• [Stated exercise a]: Retype the passage from the Dhrubatara text, starting with "Dhrubatara () was" and going on through "a happy note.".

• [Text block]:
Dhrubatara () was an Indian Bengali television Romantic thriller which used to air on Star Jalsha and is also available on digital platform Disney+ Hotstar. It was premiered on 27 January 2020  The show produced by Acropoliis Entertainment Pvt. Ltd., starred Shyamoupti Mudly and Indrajeet Bose as the titular protagonists Tara and Dhruba respectively. It ended on 19 September 2021 with a happy note.

Premise 
In spite of having some misconception, childhood friends Tara and Agni used to love each other. But the arrival of Dhrubajyoti Lahiri, a business tycoon with his motive of exacting revenge on Agni's family and his marriage with Tara not only twisted that equation but also inserted a tale of love, compromise, conspiracy and revenge.

Cast

Main 
 Shyamoupti Mudly as Tara Lahiri (disguised Rai / Mrs Iyer)- a young girl of nearly 20; Shekhar's adopted daughter; Agni's childhood friend and former love interest; Dhrubo's wife and love interest; Gurudev and Supriya's daughter-in-law; Ranja and Chandra's arch-rival; Ron's former rival and love interest; Anuja's former rival;  Gunja and Shlok's step-mother; Uma's mother; a businesswoman and founder of Dhrubatara Industries. (2020-2021)

• [Provided data]:
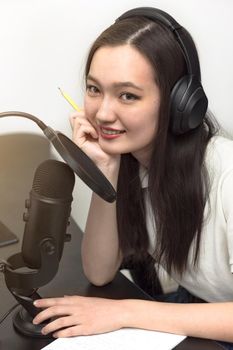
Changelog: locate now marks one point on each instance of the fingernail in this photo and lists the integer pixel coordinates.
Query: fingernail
(43, 331)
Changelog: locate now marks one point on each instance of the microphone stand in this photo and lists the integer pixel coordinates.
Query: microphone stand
(23, 283)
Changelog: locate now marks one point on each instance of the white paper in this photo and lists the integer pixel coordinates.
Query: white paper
(123, 339)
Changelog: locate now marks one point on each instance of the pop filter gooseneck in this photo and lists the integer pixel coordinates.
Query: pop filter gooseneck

• [Stated exercise b]: Put every line of the entries in Block 1 into a numbered list, omitting blank lines and leaving the picture out of your answer.

• [Correct response a]:
Dhrubatara () was an Indian Bengali television Romantic thriller which used to air on Star Jalsha and is also available on digital platform Disney+ Hotstar. It was premiered on 27 January 2020  The show produced by Acropoliis Entertainment Pvt. Ltd., starred Shyamoupti Mudly and Indrajeet Bose as the titular protagonists Tara and Dhruba respectively. It ended on 19 September 2021 with a happy note.

• [Correct response b]:
1. Changelog: locate now marks one point on each instance of the fingernail in this photo and lists the integer pixel coordinates.
2. Query: fingernail
3. (43, 331)
4. Changelog: locate now marks one point on each instance of the microphone stand in this photo and lists the integer pixel coordinates.
5. Query: microphone stand
6. (23, 283)
7. Changelog: locate now marks one point on each instance of the white paper in this photo and lists the integer pixel coordinates.
8. Query: white paper
9. (123, 339)
10. Changelog: locate now marks one point on each instance of the pop filter gooseneck in this photo and lists the integer pixel coordinates.
11. Query: pop filter gooseneck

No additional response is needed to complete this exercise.